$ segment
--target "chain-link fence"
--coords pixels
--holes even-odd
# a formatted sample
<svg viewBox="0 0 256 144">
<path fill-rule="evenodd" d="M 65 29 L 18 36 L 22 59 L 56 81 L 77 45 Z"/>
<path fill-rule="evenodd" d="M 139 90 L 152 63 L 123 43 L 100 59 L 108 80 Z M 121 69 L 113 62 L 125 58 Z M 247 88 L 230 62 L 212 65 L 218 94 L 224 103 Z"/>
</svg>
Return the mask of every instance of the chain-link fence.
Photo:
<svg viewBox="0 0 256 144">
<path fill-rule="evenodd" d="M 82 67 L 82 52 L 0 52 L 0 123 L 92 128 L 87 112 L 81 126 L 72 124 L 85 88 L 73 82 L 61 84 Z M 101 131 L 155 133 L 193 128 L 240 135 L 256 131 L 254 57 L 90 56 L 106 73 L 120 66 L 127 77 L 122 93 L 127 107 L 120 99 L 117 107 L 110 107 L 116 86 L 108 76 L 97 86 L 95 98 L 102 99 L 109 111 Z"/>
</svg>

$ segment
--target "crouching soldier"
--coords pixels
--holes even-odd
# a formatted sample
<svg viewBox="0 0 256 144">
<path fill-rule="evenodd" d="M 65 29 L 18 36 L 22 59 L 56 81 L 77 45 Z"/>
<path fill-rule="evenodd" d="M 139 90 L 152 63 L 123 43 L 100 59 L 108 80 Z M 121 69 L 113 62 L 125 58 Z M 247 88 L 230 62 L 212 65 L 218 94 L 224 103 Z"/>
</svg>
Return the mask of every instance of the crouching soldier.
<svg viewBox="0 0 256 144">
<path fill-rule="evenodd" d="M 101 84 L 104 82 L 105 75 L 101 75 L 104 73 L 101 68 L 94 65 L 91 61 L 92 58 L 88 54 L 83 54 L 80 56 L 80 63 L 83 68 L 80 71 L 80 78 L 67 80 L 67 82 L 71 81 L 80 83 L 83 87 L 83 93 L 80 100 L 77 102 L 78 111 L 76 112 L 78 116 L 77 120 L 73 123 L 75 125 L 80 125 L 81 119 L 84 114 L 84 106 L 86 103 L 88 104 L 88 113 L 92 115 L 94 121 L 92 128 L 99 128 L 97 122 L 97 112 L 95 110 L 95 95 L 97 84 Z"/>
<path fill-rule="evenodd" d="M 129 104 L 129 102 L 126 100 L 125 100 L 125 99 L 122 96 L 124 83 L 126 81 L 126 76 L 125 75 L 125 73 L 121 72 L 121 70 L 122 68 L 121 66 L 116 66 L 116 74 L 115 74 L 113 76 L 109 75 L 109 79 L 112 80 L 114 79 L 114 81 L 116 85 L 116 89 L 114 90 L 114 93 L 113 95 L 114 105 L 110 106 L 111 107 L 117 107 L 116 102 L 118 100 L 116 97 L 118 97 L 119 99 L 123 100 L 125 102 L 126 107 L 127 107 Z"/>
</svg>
= = =
• **AIM**: Please update the lines above, replacing "mask" with "outline" throughout and leaving everything else unchanged.

• **COMPLETED TASK**:
$ segment
--target "chain-link fence"
--coords pixels
--holes even-odd
# a formatted sample
<svg viewBox="0 0 256 144">
<path fill-rule="evenodd" d="M 65 29 L 18 36 L 22 59 L 56 81 L 77 45 Z"/>
<path fill-rule="evenodd" d="M 139 90 L 152 63 L 123 43 L 100 59 L 108 80 Z M 121 69 L 113 62 L 125 58 Z M 247 88 L 230 62 L 212 65 L 218 94 L 224 103 Z"/>
</svg>
Return the outline of every instance of the chain-link fence.
Photo:
<svg viewBox="0 0 256 144">
<path fill-rule="evenodd" d="M 82 67 L 82 52 L 0 52 L 0 123 L 92 128 L 87 112 L 81 126 L 72 124 L 85 88 L 73 82 L 61 84 Z M 101 131 L 155 133 L 193 128 L 240 135 L 256 131 L 254 57 L 90 56 L 106 73 L 120 66 L 127 77 L 122 93 L 127 107 L 120 99 L 117 107 L 110 107 L 116 86 L 108 76 L 97 86 L 95 98 L 102 99 L 109 111 Z"/>
</svg>

$ segment
--target "crouching soldier"
--coords pixels
--holes even-odd
# a formatted sample
<svg viewBox="0 0 256 144">
<path fill-rule="evenodd" d="M 65 29 L 18 36 L 22 59 L 56 81 L 77 45 Z"/>
<path fill-rule="evenodd" d="M 139 90 L 152 63 L 123 43 L 100 59 L 108 80 Z M 121 69 L 113 62 L 125 58 Z M 247 88 L 230 62 L 212 65 L 218 94 L 224 103 Z"/>
</svg>
Return the outline of every instance of the crouching soldier.
<svg viewBox="0 0 256 144">
<path fill-rule="evenodd" d="M 101 84 L 104 82 L 105 75 L 101 75 L 104 73 L 101 68 L 94 65 L 91 61 L 92 58 L 88 54 L 83 54 L 80 56 L 80 63 L 83 68 L 80 71 L 80 78 L 67 80 L 67 82 L 71 81 L 80 83 L 83 87 L 83 93 L 80 100 L 77 102 L 78 111 L 76 112 L 78 116 L 77 120 L 73 123 L 75 125 L 80 125 L 81 119 L 84 114 L 84 106 L 86 103 L 88 104 L 88 113 L 92 115 L 94 121 L 92 128 L 99 128 L 97 122 L 97 112 L 95 110 L 95 95 L 97 84 Z"/>
<path fill-rule="evenodd" d="M 129 104 L 129 102 L 126 100 L 125 100 L 125 99 L 122 96 L 124 83 L 126 81 L 126 76 L 125 75 L 125 73 L 121 72 L 121 70 L 122 68 L 121 66 L 116 66 L 116 74 L 115 74 L 113 76 L 109 75 L 109 79 L 112 80 L 114 79 L 114 81 L 116 85 L 116 89 L 114 90 L 114 93 L 113 95 L 114 105 L 110 106 L 111 107 L 117 107 L 116 102 L 118 100 L 116 97 L 118 97 L 119 99 L 123 100 L 125 102 L 126 107 L 127 107 Z"/>
</svg>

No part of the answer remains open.